** Start DOCUMENT EXCERPT **
Join Barton Poulson for an in-depth discussion in this video Getting started with the R environment, part of Learning R.
Let's start by taking a look at R when it first opens. For this course, we'll be using the RStudio interface, so I'll begin by double-clicking that icon on the Desktop. If you want to use the default R application, just double-click on the appropriate icon. R is the 32-bit version for older computers. R64 is the 64-bit version, which most people will want, and that will become the default in R3.0. Either way, once they're open, they appear identical. Also, if you prefer to work in other environments, you have other choices.
So, for instance, on a Macintosh, you can open up the terminal, and access R that way by simply typing the letter R at the command prompt. Similarly, in Linux, type R at the command, or you can set it up to use the text editor of your choice through the preferences or options. When you first open R, what you get is the console. That's what I have here on the left, and it comes up with a bunch of boilerplate texts. It tells me, for instance, the version that I'm using, it gives information about the license, it gives information about contributors, and citation, and also how to get some demos or help, and how to quit R in the console.
In RStudio, it's easy to resize the windows by simply dragging the dividing line. Right here, I can make it smaller, or larger, and while the console is where the action happens in R, it's not the place where you want to be working. Instead, you want to be working in a script environment, because you can save that. Also, I want to clear the console first. On Mac and PC in RStudio, that's just Ctrl+L, or you can go up to Edit, and down to Clear Console. I'm going to use the Ctrl+L. It just clears out all the text, and then I'm going to open up a script.
** End DOCUMENT EXCERPT **
TASKS TO COMPLETE
[a] Name each piece of information that the R lesson says the console's boilerplate text provides when R first opens.
[b] Using the R lesson, explain why it says the console is not where you want to be working.
[c] Resume the R lesson from the point where it stops.
** Start EXTRACTED INFORMATION **
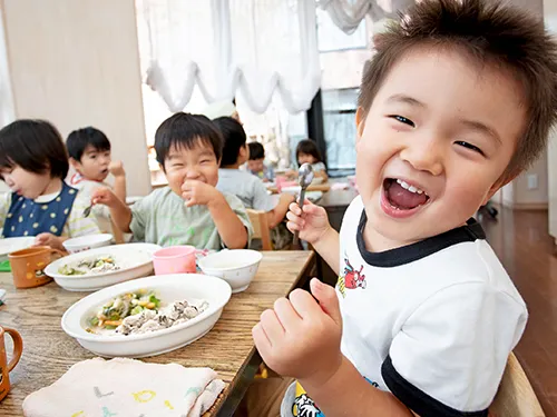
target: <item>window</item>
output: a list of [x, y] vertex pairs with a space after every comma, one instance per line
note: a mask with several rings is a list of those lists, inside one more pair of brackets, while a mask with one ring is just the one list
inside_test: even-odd
[[359, 89], [323, 90], [323, 132], [328, 168], [355, 168], [355, 110]]
[[355, 168], [355, 111], [363, 67], [372, 53], [371, 28], [372, 22], [364, 19], [352, 34], [345, 34], [326, 11], [317, 10], [322, 79], [309, 118], [312, 139], [325, 155], [331, 176], [352, 173]]
[[344, 49], [364, 49], [368, 47], [368, 30], [362, 20], [356, 30], [346, 34], [331, 20], [329, 12], [321, 8], [316, 10], [317, 47], [320, 52], [341, 51]]

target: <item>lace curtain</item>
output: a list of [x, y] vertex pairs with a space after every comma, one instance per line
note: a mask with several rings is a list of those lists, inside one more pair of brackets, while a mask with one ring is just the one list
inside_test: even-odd
[[137, 0], [145, 82], [170, 111], [197, 85], [207, 102], [242, 95], [263, 112], [277, 92], [307, 110], [320, 86], [314, 0]]
[[343, 32], [350, 34], [367, 14], [374, 22], [395, 19], [398, 12], [413, 4], [414, 0], [317, 0], [316, 3], [329, 12], [331, 20]]

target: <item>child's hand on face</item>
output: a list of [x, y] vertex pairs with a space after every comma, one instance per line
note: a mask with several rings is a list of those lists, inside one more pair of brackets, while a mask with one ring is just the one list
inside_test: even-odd
[[291, 203], [289, 208], [286, 227], [292, 232], [299, 231], [300, 239], [309, 244], [315, 244], [331, 228], [325, 209], [310, 200], [304, 201], [303, 214], [297, 202]]
[[186, 207], [209, 206], [222, 199], [223, 195], [206, 182], [188, 179], [182, 185], [182, 198], [186, 200]]
[[311, 385], [326, 383], [342, 363], [342, 316], [333, 287], [316, 278], [310, 292], [296, 289], [265, 310], [252, 330], [263, 361], [283, 376]]
[[63, 250], [60, 237], [52, 234], [40, 234], [35, 237], [35, 246], [50, 246], [53, 249]]
[[126, 176], [126, 171], [124, 170], [124, 163], [121, 161], [111, 161], [108, 166], [108, 170], [115, 177], [124, 177]]
[[297, 178], [297, 171], [293, 169], [289, 169], [286, 172], [284, 172], [284, 175], [289, 177], [289, 179]]
[[99, 188], [91, 196], [91, 203], [114, 207], [118, 202], [118, 197], [109, 188]]

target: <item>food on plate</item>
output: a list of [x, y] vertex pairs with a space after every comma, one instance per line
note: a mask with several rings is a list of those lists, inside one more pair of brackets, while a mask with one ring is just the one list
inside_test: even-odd
[[116, 332], [128, 336], [167, 329], [199, 316], [207, 307], [207, 301], [202, 301], [197, 306], [186, 300], [175, 301], [158, 311], [144, 310], [138, 315], [126, 317], [116, 328]]
[[174, 301], [162, 308], [162, 301], [154, 291], [140, 289], [123, 294], [105, 304], [88, 319], [86, 330], [92, 334], [139, 335], [167, 329], [186, 322], [205, 311], [208, 302]]
[[144, 310], [156, 310], [160, 307], [160, 300], [155, 292], [140, 289], [135, 292], [123, 294], [99, 308], [97, 314], [89, 318], [89, 325], [95, 332], [95, 328], [115, 330], [123, 320], [133, 315], [138, 315]]
[[95, 258], [82, 259], [77, 264], [66, 264], [58, 269], [60, 275], [86, 275], [86, 274], [102, 274], [109, 271], [116, 271], [120, 269], [114, 257], [110, 255], [101, 255]]

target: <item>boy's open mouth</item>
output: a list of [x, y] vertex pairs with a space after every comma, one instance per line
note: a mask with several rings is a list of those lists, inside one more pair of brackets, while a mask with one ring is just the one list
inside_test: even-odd
[[397, 210], [412, 210], [429, 200], [423, 190], [397, 178], [387, 178], [383, 190], [387, 201]]

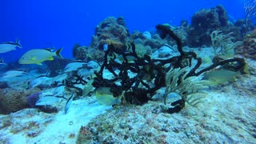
** End EXTRACTED INFORMATION **
ANSWERS BELOW
[a]
- The version being used
- Information about the license
- Information about contributors
- Citation
- How to get some demos or help
- How to quit R

[b] The console is where the action happens in R, but it is not the place to work. You should work in a script environment instead, because a script can be saved.

[c]
Now, you can either open a new one by coming up to File > New > Script, or you can click on this Menu option right here to create a new script. I've already written a script for this movie, so I'm going to open that by going up to this icon right here to open an existing file. I'm going to come down to where I have it; I'm in the Desktop; Exercise Files. This is chapter 2, movie 3, and there's the file.
I'm going to double-click on that, and it opens up in RStudio. Now, I want to point out that there's a lot of code in this one, but almost all of it is comments. Anything that begins with the hash tag, or the number sign, and shows up in a light green here is a comment and it's not run. The actual coding is in the blue and the grey, you'll see. I can run each line here, and it will show up in the console one at a time. So, for instance, what I'm going to do is I'm going to come down to line 4 where I simply have 2 + 2 written, and as long as I'm anywhere in that line, on the PC I can hit Ctrl+Return, on the Mac I hit Command+Return, and it will run that line.
So, now what you see in the console on the bottom is all in blue, 2 + 2, that's the command that I wrote, and then it included the comment after the hash tag, and then beneath that, it gives the output; the result of this one. Now, you can tell the command, because it appears after the command prompt, that's the greater than sign, and the response appears after this index number. So, the one in the square bracket is the index number for a vector. The idea is that sometimes it puts out a whole lot of numbers, and it gives you the index number for the first number in that line.
In fact, I'll show you what it's like if there's more than one line. I'm going to come down to line number 6 in the script on the top where it says 1:100, and what that's going to do is it's going to print the numbers 1 to 100 across several lines. The cursor is there, so I can just hit Ctrl+Enter on the PC, or Command+Enter on the Mac, and now you see we have the index numbers. The first line begins with index number 1, the second line begins with index number 17, and so on. So, when you get your output, and you get these little cryptic numbers in the square brackets, that's just giving you the index number for the vector that it's dealing with.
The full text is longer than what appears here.